::: QUELLENAUSZUG

Das Ereignis

Zum Vergrößern klicken

Als Abtreibungsdrama wurde Audrey Divans „Das Ereignis“ beschrieben, als er beim Festival in Venedig Premiere feierte und mit dem Goldenen Löwen ausgezeichnet wurde. Das ist der auf dem autobiographischen Roman von Annie Ernaux basierende Film auch, aber doch auch viel mehr: Ein Film über soziale Klassen, die Durchlässigkeit der Gesellschaft und den schwierigen Versuch, sich als Frau nicht unterkriegen zu lassen.

Website: https://prokino.de/

L' événement
Frankreich 2021
Regie: Audrey Diwan
Buch: Audrey Diwan, Marcia Romano, nach dem Roman von Annie Ernaux
Darsteller: Anamaria Vartolomei, Kacey Mottet-Klein, Sandrine Bonnaire, Louise Orry-Diquero, Louise Chevillotte, Pio Marmaï, Anna Mouglalis
Länge: 100 Minuten
Verleih: Prokino, Vertrieb: Studiocanal
Kinostart: 31. März 2022

FILMKRITIK:

Wer sich als Deutscher über mangelnde Durchlässigkeit im Schulsystem beklagt sollte einen Blick zum Nachbar Frankreich werfen. Ein wenig hat sich das elitäre System in den letzten Jahrzehnten zwar geändert, für ein Kind aus der Arbeiterklasse ist es jedoch immer noch sehr schwer auf eine der guten Hochschulen zu gelangen, auf denen man studieren muss, um selbst irgendwann zum Status eines Professors aufzusteigen.

::::::

> **MATERIAL ERKUNDEN**:
1. Wiederholen Sie aus dem Text zu „Das Ereignis“ den Abschnitt, der mit „L' événement“ beginnt und mit „eines Professors aufzusteigen.“ endet.
2. Wann startet der Film laut dem Text zu „Das Ereignis“ im Kino?

::: EXTRAHIERTE EINTRÄGE

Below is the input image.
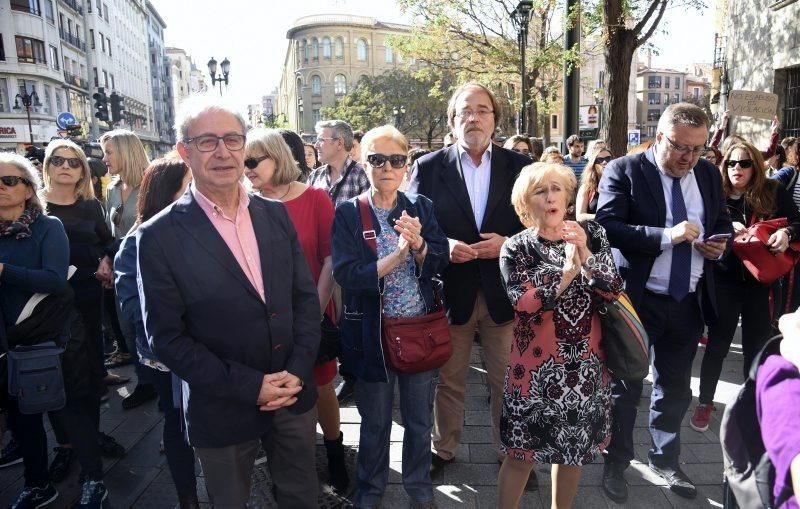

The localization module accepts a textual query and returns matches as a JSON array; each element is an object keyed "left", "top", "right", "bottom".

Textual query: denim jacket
[
  {"left": 331, "top": 191, "right": 450, "bottom": 382},
  {"left": 114, "top": 235, "right": 167, "bottom": 371}
]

::::::

> **LÖSUNGEN**:
1.
L' événement
Frankreich 2021
Regie: Audrey Diwan
Buch: Audrey Diwan, Marcia Romano, nach dem Roman von Annie Ernaux
Darsteller: Anamaria Vartolomei, Kacey Mottet-Klein, Sandrine Bonnaire, Louise Orry-Diquero, Louise Chevillotte, Pio Marmaï, Anna Mouglalis
Länge: 100 Minuten
Verleih: Prokino, Vertrieb: Studiocanal
Kinostart: 31. März 2022

FILMKRITIK:

Wer sich als Deutscher über mangelnde Durchlässigkeit im Schulsystem beklagt sollte einen Blick zum Nachbar Frankreich werfen. Ein wenig hat sich das elitäre System in den letzten Jahrzehnten zwar geändert, für ein Kind aus der Arbeiterklasse ist es jedoch immer noch sehr schwer auf eine der guten Hochschulen zu gelangen, auf denen man studieren muss, um selbst irgendwann zum Status eines Professors aufzusteigen.

2. Am 31. März 2022